Problem to solve: Pull out every line of the records that contains the string "halter", and copy each one in full. Case counts.

Provided data:

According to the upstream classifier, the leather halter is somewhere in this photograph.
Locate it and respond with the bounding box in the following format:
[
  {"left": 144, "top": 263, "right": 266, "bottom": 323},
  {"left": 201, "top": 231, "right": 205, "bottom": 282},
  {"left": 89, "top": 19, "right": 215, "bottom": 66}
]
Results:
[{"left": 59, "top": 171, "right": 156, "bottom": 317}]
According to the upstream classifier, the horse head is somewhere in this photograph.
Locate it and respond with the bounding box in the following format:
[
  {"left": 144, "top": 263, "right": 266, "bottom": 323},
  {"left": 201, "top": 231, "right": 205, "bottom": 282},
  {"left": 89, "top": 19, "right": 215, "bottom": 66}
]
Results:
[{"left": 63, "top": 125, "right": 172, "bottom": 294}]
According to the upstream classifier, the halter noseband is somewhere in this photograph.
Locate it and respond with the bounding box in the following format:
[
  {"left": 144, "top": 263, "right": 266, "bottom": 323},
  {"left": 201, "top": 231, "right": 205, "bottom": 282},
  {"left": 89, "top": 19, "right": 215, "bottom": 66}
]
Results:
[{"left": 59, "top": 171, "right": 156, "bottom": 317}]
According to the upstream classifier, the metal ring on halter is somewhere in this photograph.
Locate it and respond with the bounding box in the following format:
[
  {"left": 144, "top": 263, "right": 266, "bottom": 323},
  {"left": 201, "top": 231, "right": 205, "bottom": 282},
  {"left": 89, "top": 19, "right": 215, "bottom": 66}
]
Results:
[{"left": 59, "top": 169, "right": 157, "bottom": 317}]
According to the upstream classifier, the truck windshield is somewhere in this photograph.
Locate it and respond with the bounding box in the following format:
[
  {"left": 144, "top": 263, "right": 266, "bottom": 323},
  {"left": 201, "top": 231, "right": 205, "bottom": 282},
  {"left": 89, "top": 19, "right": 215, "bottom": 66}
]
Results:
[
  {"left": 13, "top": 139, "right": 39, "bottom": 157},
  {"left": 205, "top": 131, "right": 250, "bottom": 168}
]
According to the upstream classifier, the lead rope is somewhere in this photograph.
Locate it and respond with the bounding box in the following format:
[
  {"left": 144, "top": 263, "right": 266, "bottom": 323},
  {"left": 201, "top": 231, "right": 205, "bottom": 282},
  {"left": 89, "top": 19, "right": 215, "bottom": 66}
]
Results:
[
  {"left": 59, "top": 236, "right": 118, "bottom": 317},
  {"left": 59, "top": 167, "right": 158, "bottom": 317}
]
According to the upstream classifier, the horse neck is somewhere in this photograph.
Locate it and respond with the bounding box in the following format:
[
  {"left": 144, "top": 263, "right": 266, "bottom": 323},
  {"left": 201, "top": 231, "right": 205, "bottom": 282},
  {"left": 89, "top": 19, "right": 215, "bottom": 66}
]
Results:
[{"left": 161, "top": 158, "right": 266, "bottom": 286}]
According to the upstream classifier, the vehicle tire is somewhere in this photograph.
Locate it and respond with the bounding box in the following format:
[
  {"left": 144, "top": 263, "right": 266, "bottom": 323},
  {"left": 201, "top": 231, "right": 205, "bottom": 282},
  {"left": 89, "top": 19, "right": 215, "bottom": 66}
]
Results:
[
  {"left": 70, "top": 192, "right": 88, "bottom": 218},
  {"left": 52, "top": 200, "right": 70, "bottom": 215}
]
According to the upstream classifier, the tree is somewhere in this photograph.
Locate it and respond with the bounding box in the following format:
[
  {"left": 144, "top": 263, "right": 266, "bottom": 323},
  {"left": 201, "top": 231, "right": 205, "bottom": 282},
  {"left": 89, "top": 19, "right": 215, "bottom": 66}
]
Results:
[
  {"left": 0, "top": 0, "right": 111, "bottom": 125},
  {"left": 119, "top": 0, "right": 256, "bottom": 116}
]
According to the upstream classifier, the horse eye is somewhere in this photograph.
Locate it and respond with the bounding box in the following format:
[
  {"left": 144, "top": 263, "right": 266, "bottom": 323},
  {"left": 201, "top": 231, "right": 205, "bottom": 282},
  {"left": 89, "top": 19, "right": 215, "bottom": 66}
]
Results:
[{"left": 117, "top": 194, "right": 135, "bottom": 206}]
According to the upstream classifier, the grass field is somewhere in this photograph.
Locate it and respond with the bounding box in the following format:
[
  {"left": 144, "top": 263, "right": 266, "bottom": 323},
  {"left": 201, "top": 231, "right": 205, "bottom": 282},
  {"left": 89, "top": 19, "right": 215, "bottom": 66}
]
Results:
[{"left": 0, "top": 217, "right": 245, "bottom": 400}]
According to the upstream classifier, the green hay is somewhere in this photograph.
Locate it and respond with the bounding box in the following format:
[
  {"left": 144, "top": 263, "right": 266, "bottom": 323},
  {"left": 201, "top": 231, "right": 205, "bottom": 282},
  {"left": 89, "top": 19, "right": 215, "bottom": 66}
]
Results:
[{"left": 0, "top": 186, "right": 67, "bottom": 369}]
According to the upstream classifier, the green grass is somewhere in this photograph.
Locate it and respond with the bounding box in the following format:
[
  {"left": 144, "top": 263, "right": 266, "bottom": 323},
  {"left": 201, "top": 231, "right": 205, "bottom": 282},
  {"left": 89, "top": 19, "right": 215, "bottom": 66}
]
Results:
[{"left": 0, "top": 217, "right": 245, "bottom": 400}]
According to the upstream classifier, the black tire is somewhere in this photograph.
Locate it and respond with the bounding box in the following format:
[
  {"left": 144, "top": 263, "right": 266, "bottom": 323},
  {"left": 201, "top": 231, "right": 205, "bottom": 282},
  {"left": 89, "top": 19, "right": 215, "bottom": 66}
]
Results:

Result:
According to the upstream classifier, the leather halter is somewhere in this photograph.
According to the upstream classifier, the halter noseband is somewhere in this photograph.
According to the upstream classifier, the metal ring on halter is somewhere in this photograph.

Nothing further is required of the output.